Quote the listing below in its entirety.
## BEGIN Records provided
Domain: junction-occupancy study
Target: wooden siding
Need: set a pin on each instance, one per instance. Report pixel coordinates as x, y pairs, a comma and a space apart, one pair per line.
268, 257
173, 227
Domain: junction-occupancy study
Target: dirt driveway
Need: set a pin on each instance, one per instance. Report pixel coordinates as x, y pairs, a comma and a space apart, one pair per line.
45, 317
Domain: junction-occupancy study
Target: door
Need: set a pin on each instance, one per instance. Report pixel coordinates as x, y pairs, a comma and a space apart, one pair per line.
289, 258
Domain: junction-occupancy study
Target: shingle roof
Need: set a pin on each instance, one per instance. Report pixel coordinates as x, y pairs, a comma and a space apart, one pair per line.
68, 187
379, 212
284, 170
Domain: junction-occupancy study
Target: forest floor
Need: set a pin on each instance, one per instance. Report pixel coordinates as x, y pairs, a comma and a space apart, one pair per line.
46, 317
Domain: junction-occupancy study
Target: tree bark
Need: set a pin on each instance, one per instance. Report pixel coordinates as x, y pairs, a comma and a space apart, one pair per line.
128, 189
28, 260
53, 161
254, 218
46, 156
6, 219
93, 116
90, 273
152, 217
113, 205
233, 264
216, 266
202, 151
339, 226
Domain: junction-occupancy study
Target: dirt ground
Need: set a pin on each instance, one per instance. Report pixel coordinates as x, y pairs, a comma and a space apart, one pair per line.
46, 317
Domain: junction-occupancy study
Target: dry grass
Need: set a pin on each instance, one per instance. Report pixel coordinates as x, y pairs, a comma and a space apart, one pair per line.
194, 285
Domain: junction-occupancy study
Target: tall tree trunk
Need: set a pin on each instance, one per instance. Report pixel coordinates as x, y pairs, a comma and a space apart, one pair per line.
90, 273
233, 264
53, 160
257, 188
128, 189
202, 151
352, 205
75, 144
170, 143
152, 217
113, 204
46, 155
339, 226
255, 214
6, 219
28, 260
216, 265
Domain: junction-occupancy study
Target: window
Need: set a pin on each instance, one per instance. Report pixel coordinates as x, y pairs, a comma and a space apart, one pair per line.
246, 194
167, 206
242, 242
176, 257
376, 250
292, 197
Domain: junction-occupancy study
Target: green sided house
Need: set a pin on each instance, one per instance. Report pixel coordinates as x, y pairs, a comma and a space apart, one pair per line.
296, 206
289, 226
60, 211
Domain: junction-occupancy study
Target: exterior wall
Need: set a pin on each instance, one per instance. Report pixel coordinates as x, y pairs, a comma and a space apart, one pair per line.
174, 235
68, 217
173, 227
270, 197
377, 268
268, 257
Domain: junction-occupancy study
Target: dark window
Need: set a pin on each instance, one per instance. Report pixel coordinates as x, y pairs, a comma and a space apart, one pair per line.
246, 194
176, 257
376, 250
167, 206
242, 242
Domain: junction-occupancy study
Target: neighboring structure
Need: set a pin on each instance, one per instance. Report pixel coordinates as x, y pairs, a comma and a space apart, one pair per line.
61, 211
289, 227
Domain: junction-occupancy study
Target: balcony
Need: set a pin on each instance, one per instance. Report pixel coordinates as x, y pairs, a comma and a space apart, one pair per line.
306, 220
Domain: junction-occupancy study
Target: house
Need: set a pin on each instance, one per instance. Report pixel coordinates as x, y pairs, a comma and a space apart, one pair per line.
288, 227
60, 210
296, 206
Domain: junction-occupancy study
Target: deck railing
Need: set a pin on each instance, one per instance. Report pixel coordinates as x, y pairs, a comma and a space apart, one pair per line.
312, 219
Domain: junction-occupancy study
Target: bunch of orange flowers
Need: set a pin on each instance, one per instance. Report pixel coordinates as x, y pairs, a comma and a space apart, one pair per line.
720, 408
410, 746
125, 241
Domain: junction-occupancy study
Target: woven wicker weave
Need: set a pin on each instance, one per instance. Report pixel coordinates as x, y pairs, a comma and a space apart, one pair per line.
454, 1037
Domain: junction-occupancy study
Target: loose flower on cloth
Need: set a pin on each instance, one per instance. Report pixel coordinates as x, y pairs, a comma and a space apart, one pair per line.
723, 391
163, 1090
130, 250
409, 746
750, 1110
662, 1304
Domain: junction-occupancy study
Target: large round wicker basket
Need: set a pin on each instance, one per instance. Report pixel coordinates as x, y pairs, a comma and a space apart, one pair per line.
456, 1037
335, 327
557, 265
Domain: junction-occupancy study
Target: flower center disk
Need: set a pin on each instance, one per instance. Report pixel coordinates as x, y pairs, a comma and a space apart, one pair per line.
## END Records provided
_Final answer_:
Domain: junction-occupancy study
Target: wooden siding
Need: set a pin on each instance, one per instance. Report pixel coordinates as x, y pairs, a comma and a space apart, one pair per line.
268, 257
173, 227
Domain: junction-occupancy study
Target: dirt driveway
Need: set a pin on each instance, one per instance. Report pixel coordinates as x, y pairs, a comma and a space apart, one pair per line.
45, 317
Domain: junction-occupancy study
Target: door
Need: set a pin on each instance, one per instance. Report pixel coordinates as x, y pairs, a comma and a space apart, one pair per line.
289, 258
Domain: junction-occupancy study
Target: shingle roof
Need: set a pin on each instance, one per instance. Report pixel coordinates as x, y pairs, a comma and a space apart, one pair per line.
68, 187
379, 212
284, 170
Domain: junction-occupancy study
Target: forest floor
Need: set a pin on each instance, one per instance. Report pixel coordinates as x, y pairs, a comma and a space apart, one pair per line.
46, 317
Domain: junction-occupancy study
Target: tree bark
Need: set a pin on each instance, one per instance. Report pixel coordinates as x, y pairs, a comma and a space apart, one pair per line.
128, 189
28, 260
53, 161
254, 218
46, 156
6, 219
93, 116
90, 273
152, 217
113, 205
233, 264
216, 266
202, 151
339, 226
Domain: junction-occupancy study
Target: dirt ground
Need: set a pin on each instance, one per instance. Report pixel coordinates as x, y pairs, a comma and a space apart, one pair per line.
46, 317
Domain: junction-occupancy study
Target: dry grass
Need: set a pin on each instance, one per instance. Report pixel coordinates as x, y pairs, a comma and a space apart, one pair per line.
194, 285
Domain: junction-occupancy study
Target: tall tree trunk
Need: set a pin on each instance, one per instance. Report pixel coordinates as x, y pairs, a comma and a space apart, one pair per line.
90, 273
233, 264
53, 160
257, 188
128, 189
202, 151
352, 205
75, 144
170, 143
152, 217
113, 204
46, 155
339, 226
255, 214
6, 219
28, 260
216, 265
Domain: junction-occupancy study
Target: window
Need: set a pin on each instance, one per instance. Report pixel coordinates as x, y pairs, a comma and a space apart, one pair per line.
246, 194
167, 206
242, 242
176, 257
376, 250
292, 197
Domain: junction-occupancy study
Target: green sided house
Need: set a pin on each instance, one per instance. Report pixel coordinates as x, y pairs, a comma and a space apart, one pair per line.
296, 206
289, 226
60, 211
Domain: junction-occupancy study
Target: exterior wall
Need: set a pin on each instance, one per instance. Report pixel coordinates as x, y pairs, a comma and a space apart, one pair per line.
174, 235
68, 217
173, 227
270, 197
377, 268
268, 257
Domain: junction-occupancy study
Target: dark window
Need: set a pin on each instance, one per instance. Report pixel coordinates as x, y pairs, a comma and a space apart, one pair per line.
246, 194
176, 257
376, 250
167, 206
242, 242
Domain: junction-occupancy study
Target: neighboring structure
Need: set a pin on each instance, one per instance. Report pixel coordinates as x, y pairs, a comma and a space apart, one pair per line.
61, 211
289, 227
Domain: junction-occupancy study
Target: balcony
Need: set a pin on each instance, one per instance. Report pixel coordinates as x, y pairs, a comma and a space apart, one pair per line.
306, 220
Domain: junction-occupancy study
Target: house
Need: set a pin on each instance, one per instance. Report pixel coordinates as x, y pairs, a comma and a space apart, one pair per line.
288, 227
60, 210
296, 206
Domain: junction-occupancy study
Target: deck railing
Need: set a pin on each instance, one per instance. Report pixel coordinates as x, y pairs, a comma and a space apart, one pair per line.
312, 219
Domain: junction-occupancy study
Target: bunch of orange flowers
Need: set a pin on each instance, one per instance. Report pixel coordinates as x, y pairs, a comma and a space apart, one pair per line.
720, 408
410, 746
125, 241
Domain: junction-occupancy study
Target: woven wicker weave
Need: set a pin on each instance, one per instance. Report pixel coordinates as x, y pairs, a comma and a space apart, one pair per line.
454, 1037
Domain: junction-occupancy study
Target: loose flower on cloth
Need: set a pin on each instance, one per instance. Report pixel coordinates as x, y pairs, a comma and a space apart, one pair per line.
723, 391
163, 1090
130, 250
409, 746
750, 1110
662, 1304
Domain: junction-occupancy study
Target: large round wicker basket
Need: set a pin on each instance, one per instance. Report pixel coordinates as x, y pairs, a comma and a space apart, one pair per line.
456, 1037
335, 327
557, 265
Domain: junction-occupancy study
Target: flower center disk
Need: set a pin on each instance, one per instance. Report pixel coordinates as x, y pairs, a comma and a space apart, one pair per line.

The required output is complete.